# THE DATA:

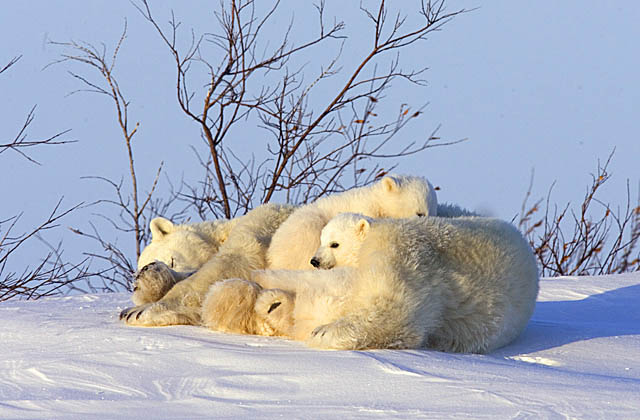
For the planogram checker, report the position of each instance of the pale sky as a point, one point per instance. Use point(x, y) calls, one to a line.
point(550, 86)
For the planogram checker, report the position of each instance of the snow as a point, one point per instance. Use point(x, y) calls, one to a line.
point(71, 357)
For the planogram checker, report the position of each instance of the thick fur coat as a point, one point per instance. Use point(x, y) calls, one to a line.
point(466, 284)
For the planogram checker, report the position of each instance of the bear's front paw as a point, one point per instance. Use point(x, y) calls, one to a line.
point(274, 312)
point(152, 282)
point(339, 335)
point(131, 316)
point(159, 314)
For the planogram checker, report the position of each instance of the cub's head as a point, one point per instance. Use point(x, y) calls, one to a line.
point(403, 196)
point(340, 241)
point(183, 248)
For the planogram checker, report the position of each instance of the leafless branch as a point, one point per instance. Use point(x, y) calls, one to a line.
point(570, 241)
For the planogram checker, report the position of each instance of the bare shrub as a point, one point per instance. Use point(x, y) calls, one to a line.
point(313, 146)
point(592, 239)
point(51, 275)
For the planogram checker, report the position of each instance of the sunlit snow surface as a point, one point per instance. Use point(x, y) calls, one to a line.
point(72, 358)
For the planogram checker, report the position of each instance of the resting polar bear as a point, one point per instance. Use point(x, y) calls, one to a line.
point(249, 244)
point(182, 248)
point(463, 285)
point(392, 197)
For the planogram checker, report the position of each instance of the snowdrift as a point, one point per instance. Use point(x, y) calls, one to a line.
point(71, 358)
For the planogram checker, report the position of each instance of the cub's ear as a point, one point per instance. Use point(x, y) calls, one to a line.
point(389, 183)
point(160, 227)
point(362, 227)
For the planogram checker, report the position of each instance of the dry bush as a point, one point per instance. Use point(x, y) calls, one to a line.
point(51, 275)
point(324, 134)
point(593, 239)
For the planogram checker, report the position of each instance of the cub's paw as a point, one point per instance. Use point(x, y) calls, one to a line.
point(274, 312)
point(338, 335)
point(157, 314)
point(152, 282)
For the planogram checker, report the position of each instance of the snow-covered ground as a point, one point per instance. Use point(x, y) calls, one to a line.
point(71, 358)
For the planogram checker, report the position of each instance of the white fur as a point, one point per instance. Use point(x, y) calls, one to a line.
point(398, 196)
point(243, 250)
point(174, 253)
point(461, 285)
point(251, 242)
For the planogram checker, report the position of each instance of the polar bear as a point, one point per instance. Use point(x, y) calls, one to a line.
point(394, 196)
point(182, 249)
point(252, 241)
point(464, 284)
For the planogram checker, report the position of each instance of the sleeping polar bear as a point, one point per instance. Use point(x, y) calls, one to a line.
point(465, 284)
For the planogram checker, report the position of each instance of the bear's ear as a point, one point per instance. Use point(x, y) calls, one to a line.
point(389, 183)
point(362, 227)
point(160, 227)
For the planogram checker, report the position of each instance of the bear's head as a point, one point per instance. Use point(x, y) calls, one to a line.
point(183, 248)
point(403, 196)
point(340, 241)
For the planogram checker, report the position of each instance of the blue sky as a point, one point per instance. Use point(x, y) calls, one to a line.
point(545, 86)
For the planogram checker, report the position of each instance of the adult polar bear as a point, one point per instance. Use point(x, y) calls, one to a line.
point(249, 244)
point(464, 285)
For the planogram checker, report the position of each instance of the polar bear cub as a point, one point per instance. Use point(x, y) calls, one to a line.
point(466, 284)
point(175, 251)
point(395, 196)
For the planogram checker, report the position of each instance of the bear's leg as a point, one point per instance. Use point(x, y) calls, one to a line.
point(229, 305)
point(153, 281)
point(244, 251)
point(381, 325)
point(274, 312)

# WORK REQUIRED:
Can you set out everything above, from the line containing "the dry bush" down to the line containing "point(593, 239)", both ends included, as a numbered list with blank lines dropped?

# OUTPUT FOR THIS TASK:
1. For the planogram checker, report the position of each instance of the dry bush as a point, one point per instance. Use point(x, y) calls, one to a line.
2. point(51, 275)
3. point(324, 134)
4. point(593, 239)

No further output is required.